Pointing dataset entries
[Start]

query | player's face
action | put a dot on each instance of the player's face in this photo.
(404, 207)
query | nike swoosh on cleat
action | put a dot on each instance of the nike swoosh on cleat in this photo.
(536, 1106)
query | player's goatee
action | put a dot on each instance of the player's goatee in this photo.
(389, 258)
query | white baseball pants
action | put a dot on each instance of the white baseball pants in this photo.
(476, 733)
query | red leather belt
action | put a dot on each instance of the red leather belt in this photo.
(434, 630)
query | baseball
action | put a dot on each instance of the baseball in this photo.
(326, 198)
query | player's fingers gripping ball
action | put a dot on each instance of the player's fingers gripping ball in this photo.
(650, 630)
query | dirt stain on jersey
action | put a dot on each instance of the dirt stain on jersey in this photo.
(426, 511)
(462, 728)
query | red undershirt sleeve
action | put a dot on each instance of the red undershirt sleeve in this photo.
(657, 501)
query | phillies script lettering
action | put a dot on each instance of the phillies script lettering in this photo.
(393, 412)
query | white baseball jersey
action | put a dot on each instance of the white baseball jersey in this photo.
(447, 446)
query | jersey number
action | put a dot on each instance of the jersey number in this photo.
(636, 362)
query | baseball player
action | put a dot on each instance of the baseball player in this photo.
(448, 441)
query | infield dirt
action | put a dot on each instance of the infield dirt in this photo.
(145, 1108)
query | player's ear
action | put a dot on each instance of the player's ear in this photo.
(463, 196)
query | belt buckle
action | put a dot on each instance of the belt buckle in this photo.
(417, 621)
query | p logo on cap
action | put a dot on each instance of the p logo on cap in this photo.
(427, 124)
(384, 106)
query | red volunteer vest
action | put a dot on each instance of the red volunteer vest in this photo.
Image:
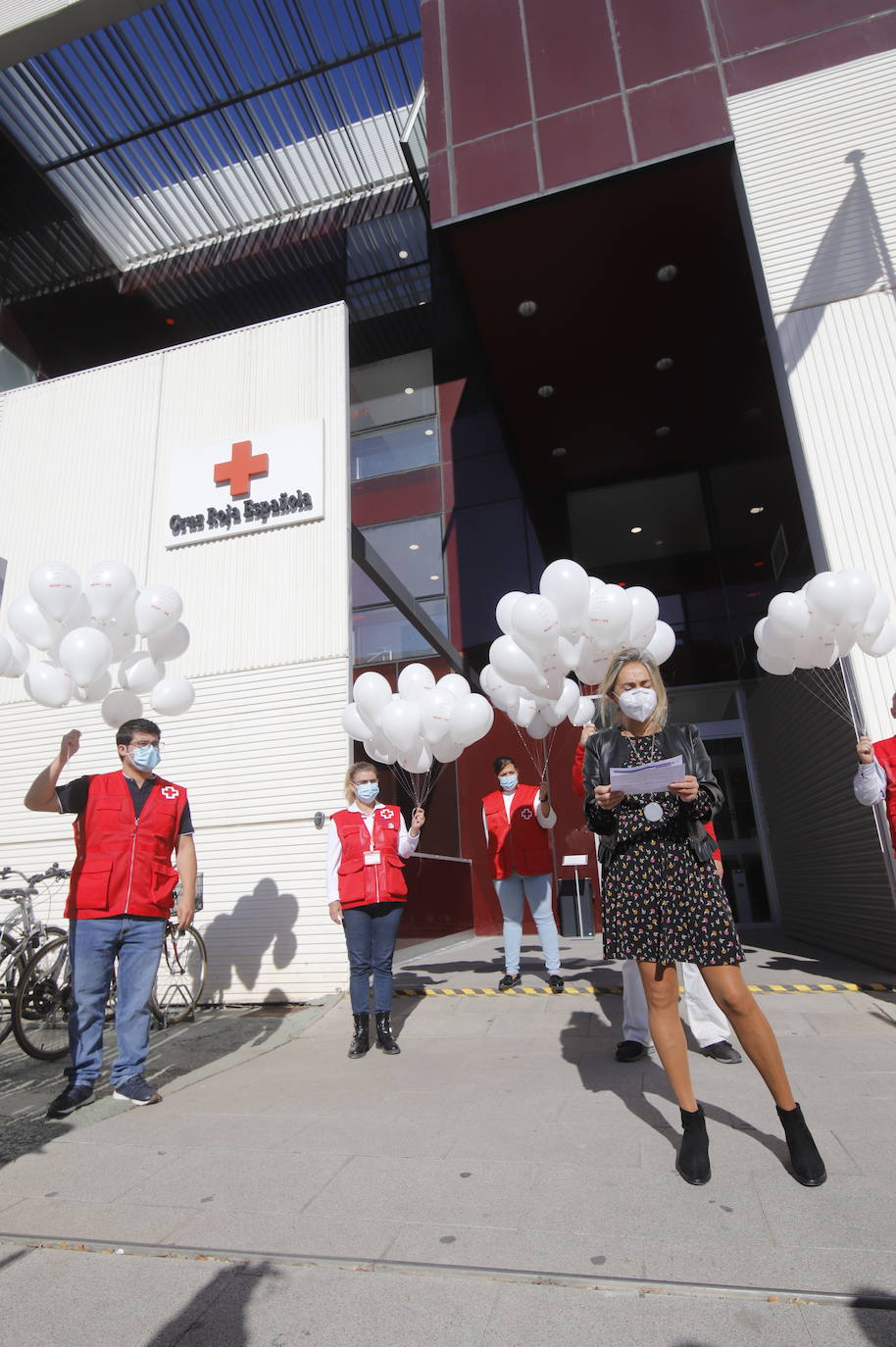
(521, 842)
(360, 882)
(885, 755)
(124, 864)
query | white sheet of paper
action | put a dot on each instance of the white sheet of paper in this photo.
(648, 778)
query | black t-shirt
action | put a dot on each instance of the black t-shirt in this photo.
(73, 799)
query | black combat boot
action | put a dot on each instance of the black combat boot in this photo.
(362, 1040)
(693, 1156)
(384, 1032)
(806, 1163)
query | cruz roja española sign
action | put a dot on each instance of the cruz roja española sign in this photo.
(263, 481)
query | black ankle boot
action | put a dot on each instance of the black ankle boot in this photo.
(693, 1156)
(384, 1032)
(362, 1040)
(806, 1163)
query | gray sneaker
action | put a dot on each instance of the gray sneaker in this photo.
(136, 1091)
(73, 1097)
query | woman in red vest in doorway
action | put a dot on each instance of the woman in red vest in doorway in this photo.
(518, 821)
(367, 847)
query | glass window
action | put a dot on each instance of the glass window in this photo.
(392, 391)
(413, 550)
(395, 450)
(381, 634)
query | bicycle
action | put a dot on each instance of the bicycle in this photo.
(22, 935)
(43, 998)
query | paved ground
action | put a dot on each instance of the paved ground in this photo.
(504, 1180)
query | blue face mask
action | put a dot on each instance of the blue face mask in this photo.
(146, 757)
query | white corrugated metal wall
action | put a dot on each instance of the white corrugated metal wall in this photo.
(818, 161)
(85, 478)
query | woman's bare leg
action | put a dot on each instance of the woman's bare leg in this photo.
(753, 1030)
(661, 989)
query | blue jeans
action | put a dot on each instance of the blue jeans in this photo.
(371, 933)
(538, 889)
(93, 947)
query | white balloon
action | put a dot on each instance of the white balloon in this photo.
(861, 591)
(47, 684)
(609, 613)
(400, 723)
(85, 654)
(139, 673)
(446, 751)
(514, 665)
(504, 611)
(169, 644)
(880, 644)
(583, 713)
(662, 643)
(827, 595)
(108, 585)
(355, 723)
(19, 658)
(414, 680)
(472, 719)
(157, 608)
(877, 613)
(121, 706)
(56, 587)
(535, 624)
(646, 611)
(790, 612)
(435, 716)
(28, 623)
(173, 695)
(373, 752)
(566, 585)
(454, 684)
(97, 691)
(538, 726)
(418, 759)
(773, 663)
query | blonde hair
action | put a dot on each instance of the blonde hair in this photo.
(628, 655)
(352, 772)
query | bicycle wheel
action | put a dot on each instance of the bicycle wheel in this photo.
(180, 976)
(42, 1004)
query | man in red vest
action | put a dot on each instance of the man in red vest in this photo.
(876, 776)
(126, 825)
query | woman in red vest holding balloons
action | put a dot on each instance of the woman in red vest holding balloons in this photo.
(366, 889)
(518, 822)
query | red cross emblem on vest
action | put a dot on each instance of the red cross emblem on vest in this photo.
(243, 467)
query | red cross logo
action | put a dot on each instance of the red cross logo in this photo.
(243, 467)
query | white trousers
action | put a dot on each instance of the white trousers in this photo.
(706, 1022)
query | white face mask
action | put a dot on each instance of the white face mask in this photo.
(639, 703)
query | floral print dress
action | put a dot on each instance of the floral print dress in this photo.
(661, 903)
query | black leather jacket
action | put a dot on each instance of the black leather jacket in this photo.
(608, 749)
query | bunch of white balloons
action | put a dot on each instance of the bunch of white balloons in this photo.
(424, 721)
(82, 629)
(574, 624)
(831, 613)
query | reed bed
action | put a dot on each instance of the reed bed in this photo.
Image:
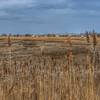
(49, 78)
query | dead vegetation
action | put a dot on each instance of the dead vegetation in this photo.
(73, 75)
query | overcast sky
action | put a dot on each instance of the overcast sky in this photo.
(43, 16)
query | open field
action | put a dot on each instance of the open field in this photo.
(49, 68)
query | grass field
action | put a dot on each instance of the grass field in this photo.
(49, 68)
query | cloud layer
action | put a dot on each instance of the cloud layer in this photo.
(21, 16)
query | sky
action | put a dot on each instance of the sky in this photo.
(47, 16)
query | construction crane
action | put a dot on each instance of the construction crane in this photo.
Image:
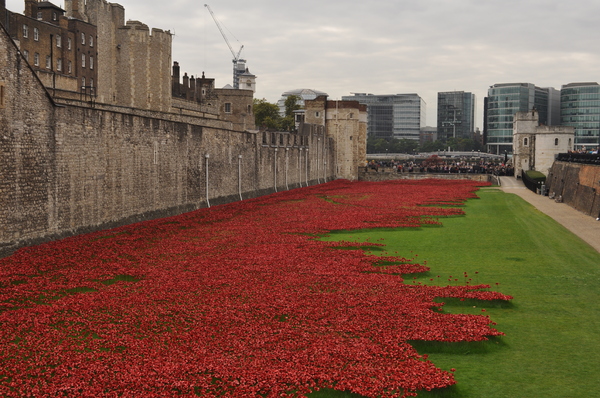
(236, 57)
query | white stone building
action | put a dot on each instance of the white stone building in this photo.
(535, 147)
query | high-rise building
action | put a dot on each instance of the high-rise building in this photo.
(399, 116)
(580, 108)
(505, 100)
(456, 115)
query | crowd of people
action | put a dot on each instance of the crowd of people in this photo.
(584, 150)
(443, 167)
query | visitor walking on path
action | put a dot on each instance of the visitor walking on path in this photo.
(578, 223)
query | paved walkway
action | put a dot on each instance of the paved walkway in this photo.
(584, 226)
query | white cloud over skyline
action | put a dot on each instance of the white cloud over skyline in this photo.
(382, 47)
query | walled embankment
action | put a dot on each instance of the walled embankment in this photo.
(92, 169)
(73, 167)
(578, 185)
(386, 175)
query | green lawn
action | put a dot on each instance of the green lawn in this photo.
(552, 342)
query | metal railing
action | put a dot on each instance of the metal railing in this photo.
(531, 184)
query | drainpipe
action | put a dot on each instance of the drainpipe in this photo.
(318, 176)
(207, 156)
(240, 176)
(306, 174)
(287, 159)
(300, 166)
(275, 169)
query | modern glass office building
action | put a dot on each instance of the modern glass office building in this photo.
(456, 115)
(398, 116)
(580, 108)
(505, 100)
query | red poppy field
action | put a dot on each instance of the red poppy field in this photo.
(241, 300)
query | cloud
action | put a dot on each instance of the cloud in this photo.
(383, 46)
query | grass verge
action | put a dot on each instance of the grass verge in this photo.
(552, 344)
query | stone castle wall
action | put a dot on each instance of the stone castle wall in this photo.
(74, 167)
(577, 184)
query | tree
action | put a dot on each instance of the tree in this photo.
(266, 115)
(291, 105)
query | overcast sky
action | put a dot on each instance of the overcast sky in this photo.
(382, 47)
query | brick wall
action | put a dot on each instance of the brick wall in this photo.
(577, 184)
(73, 167)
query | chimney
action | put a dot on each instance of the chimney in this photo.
(176, 85)
(31, 8)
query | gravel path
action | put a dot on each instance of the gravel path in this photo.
(584, 226)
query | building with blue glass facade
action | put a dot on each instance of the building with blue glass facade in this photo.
(456, 115)
(399, 116)
(505, 100)
(580, 108)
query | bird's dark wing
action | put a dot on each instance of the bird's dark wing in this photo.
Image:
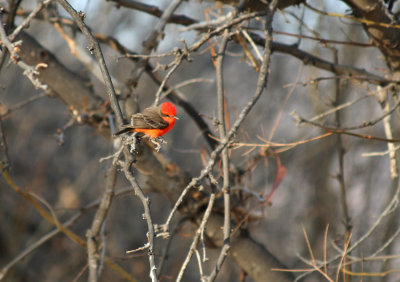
(150, 118)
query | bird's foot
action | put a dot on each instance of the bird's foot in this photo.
(132, 141)
(157, 142)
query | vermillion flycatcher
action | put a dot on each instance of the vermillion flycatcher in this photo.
(153, 121)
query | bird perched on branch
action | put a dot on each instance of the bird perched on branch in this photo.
(153, 122)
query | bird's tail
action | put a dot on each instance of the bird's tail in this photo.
(123, 131)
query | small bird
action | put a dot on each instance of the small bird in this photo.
(153, 122)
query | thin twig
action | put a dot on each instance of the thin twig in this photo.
(177, 62)
(28, 19)
(196, 237)
(261, 83)
(225, 157)
(14, 48)
(147, 216)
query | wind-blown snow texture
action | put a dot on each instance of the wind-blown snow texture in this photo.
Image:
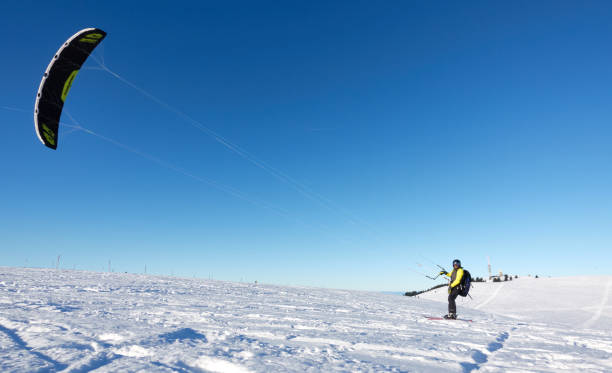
(77, 321)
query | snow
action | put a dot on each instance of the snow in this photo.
(75, 321)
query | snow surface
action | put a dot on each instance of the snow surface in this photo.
(76, 321)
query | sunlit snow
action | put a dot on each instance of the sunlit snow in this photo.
(75, 321)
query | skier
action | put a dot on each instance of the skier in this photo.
(453, 288)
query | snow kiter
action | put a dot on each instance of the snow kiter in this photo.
(57, 80)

[End]

- [WORK TO DO]: Convert the lines from the one containing "query | snow kiter" through the end of the entries above into a JSON list of strings, one string per line. Omit blank lines.

- [EXERCISE OUTPUT]:
[
  "query | snow kiter",
  "action | put a dot on each instance of the snow kiter in this photo.",
  "(57, 80)"
]